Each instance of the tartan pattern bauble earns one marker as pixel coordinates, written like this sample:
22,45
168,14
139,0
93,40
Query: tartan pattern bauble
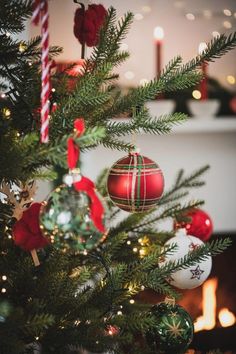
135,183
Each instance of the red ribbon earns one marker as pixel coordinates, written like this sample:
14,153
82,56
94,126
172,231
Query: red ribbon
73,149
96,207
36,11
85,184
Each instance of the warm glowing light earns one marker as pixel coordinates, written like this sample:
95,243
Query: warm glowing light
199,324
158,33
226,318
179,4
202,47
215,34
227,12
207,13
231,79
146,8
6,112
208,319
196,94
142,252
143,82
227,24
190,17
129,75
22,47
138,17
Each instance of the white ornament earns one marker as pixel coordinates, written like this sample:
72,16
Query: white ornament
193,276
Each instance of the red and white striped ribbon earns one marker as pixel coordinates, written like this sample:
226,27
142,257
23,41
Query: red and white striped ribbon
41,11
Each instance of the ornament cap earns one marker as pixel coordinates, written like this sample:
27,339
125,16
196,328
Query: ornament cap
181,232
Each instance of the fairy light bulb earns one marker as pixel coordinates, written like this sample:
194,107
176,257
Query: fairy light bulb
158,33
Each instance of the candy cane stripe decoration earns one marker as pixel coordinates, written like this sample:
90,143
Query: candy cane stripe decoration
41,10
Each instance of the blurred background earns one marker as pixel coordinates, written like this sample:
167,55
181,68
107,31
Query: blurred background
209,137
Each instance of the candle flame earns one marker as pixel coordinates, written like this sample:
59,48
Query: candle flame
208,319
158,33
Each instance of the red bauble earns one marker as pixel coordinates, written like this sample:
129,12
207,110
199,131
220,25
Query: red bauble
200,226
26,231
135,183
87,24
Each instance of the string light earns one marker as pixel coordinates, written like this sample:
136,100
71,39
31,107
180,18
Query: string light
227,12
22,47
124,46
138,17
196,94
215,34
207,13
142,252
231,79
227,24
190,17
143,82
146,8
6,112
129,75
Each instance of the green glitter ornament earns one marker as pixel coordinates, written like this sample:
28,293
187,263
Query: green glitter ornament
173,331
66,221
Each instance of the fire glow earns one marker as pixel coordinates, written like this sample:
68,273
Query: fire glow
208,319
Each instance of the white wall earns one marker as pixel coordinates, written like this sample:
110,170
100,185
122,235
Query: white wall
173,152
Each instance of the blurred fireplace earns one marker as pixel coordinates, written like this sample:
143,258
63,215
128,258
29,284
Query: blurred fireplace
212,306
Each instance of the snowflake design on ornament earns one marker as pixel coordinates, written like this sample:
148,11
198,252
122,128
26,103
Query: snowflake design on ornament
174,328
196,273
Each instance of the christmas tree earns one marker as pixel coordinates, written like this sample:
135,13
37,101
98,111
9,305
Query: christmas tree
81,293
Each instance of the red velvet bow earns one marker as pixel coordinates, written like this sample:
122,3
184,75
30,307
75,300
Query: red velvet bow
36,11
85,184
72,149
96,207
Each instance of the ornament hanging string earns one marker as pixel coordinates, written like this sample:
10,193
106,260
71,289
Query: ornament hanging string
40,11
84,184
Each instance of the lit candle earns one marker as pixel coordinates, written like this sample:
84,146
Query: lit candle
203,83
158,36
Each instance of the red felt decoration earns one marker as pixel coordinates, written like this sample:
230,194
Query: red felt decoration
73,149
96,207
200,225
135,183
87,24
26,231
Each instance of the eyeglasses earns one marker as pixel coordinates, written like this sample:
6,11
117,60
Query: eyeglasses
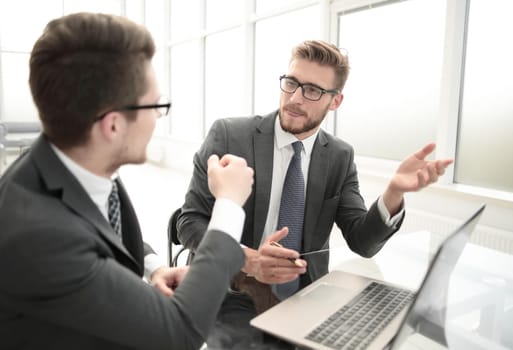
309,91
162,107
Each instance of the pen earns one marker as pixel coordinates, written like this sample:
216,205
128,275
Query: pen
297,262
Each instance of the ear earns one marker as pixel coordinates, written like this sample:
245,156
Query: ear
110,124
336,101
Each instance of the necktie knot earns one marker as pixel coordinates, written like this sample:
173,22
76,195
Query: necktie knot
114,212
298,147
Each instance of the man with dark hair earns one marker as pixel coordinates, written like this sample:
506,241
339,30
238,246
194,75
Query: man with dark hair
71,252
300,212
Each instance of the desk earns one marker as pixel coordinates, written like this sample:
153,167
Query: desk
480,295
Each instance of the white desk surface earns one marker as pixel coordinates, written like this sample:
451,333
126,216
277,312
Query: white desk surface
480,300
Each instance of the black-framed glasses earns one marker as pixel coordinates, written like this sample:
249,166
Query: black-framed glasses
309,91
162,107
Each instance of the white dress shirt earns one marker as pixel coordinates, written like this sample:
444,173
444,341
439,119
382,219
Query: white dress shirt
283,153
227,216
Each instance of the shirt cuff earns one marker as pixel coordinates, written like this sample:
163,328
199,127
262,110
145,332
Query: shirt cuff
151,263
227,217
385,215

--- --- ---

Stated task.
Write the entries above out again exactly, but not the pictures.

Full response.
Each instance of the tartan pattern bauble earns one marker as pixel coordinates, written like this sample:
22,45
168,14
139,0
93,40
Query: tartan pattern bauble
135,183
Each instance of the red ribbon earns one marker as pixel coordinates, written like this sample:
14,153
82,56
94,126
172,231
Query: red ribbon
73,149
96,207
36,11
85,184
Each instance of the warm glowing light earns one marker as pixel coordinates, written like this sample:
95,243
Query: warm glowing light
199,324
158,33
226,318
179,4
202,47
215,34
227,12
207,13
231,79
146,8
6,112
208,319
196,94
142,252
143,82
227,24
190,17
129,75
22,47
138,17
Each instance of the white ornament earns one marker as pixel coordinates, written like this sample:
72,16
Query: white ornament
193,276
Each instance of the red and white striped ribbon earns one marker as pixel coordinates, written like this sample:
226,27
142,257
23,41
Query: red and white striped ribbon
41,11
Each instance of the ornament cap earns one marker as pixel coordinates, written like this sample:
27,339
125,16
196,328
Query: ornament cap
181,232
Each instance of the fairy light bulb earns one marker as pixel coordinates, written like this sample:
194,107
176,257
Query: fairy light bulb
158,33
Each instance of the candy cane stripe decoration earns one marker as pixel coordinates, written like this sample:
90,143
Query: candy cane stripe decoration
41,10
Each instance of the blurred background earns one marker as pixel coordinates, written like this sample:
167,55
181,68
107,31
Query: blurred background
209,137
Each instance of the candle flame earns one marker as pixel coordinates, written like this sample:
59,48
Query: candle flame
208,319
158,33
Each instance of the red bauble earns one marker as pixel coordinates, written like this sample:
129,12
207,110
199,131
220,25
Query: red bauble
200,226
26,231
135,183
87,24
Each instance of the string light earns one marker as pixel coordinates, written like this sample:
136,100
71,39
31,107
180,18
Query: string light
227,12
22,47
124,46
138,17
196,94
215,34
207,13
142,252
231,79
227,24
190,17
143,82
146,8
6,112
129,75
Each instance of the green glitter ornament earns one marker as pixel coordinates, written like this sample:
28,293
187,263
Query: green glitter ornament
173,331
66,221
Each instance of the fire glow earns one marker as pixel coordinates, written like this sample:
68,273
Query: fire glow
208,319
Each instance of the white wall earns one marker as pixel coordinates, written like this sample:
110,170
100,185
122,235
Query: white wall
173,152
Each instance of the blurred fireplace earns one marker as pixel coordinates, written like this sample:
143,258
63,215
128,258
29,284
Query: blurred fireplace
212,306
Each instance of the snowflake design on ornament earns one marker as pixel coordinates, written like this sample:
148,11
198,252
122,128
26,103
Query: snowflake design on ornament
174,328
196,273
Each instance of the christmas tree earns one marker as pixel coordinates, written like this sample:
135,13
37,101
98,111
9,305
Query: christmas tree
81,293
Each instance of the red velvet bow earns one marker as pixel coordinates, written like this sample:
122,3
184,75
30,307
75,300
Query: red velvet bow
36,11
85,184
72,149
96,207
Each instance of the ornament hanging string earns one marker as pixel coordinates, written like this sample:
10,193
106,260
71,289
Query: ornament hanging string
40,11
84,184
Each instance of the lit candle earns one marker as pixel coordinates, written like this sample:
84,146
Query: lit candle
203,83
158,36
Each instance of the red felt decoration earns one marker as pixel coordinates, written like this sample:
230,194
Query: red felt decoration
73,149
96,207
200,225
135,183
87,24
26,231
Each instance of the eyeglasses earns one marker as pixel coordinates, written like this sample:
6,11
117,60
Query: eyeglasses
309,91
162,107
Each instance of the pen earns one marker as pixel coordinates, written like this sample:
216,205
128,275
Query: pen
297,262
Each instance of the ear earns one marker as pixel coordinates, written like this sample:
245,156
Query: ear
110,124
336,101
Each instance of the necktie knot earns one marker as pixel coordinates, written like this sample:
173,22
76,195
Query: necktie knot
114,212
298,147
Each instance of the man with dark hair earns one marker as pixel coordinates, written like this sample:
506,241
339,30
238,246
194,75
Query: man with dark hair
71,252
300,212
Each instance of the desk earns one marker as pixel coordinates, written like this sample:
153,167
Query: desk
480,295
Each instance of the white desk surface earns one marker as pixel coordinates, written like this sample:
451,333
126,216
277,312
Query: white desk surface
480,300
Each instance of the black-framed glasses earns one marker as pixel coordinates, written like this sample:
249,166
Query: black-framed glasses
309,91
162,107
Each instance of the white dress shirt earns one marker as pixel coordinates, written like this sample:
444,173
444,341
439,119
382,219
Query: white dress shirt
283,153
227,216
Each instance of the shirt cuff earns one marker as pixel coordinates, written like this sample:
163,328
199,127
262,110
145,332
Query: shirt cuff
151,263
227,217
385,215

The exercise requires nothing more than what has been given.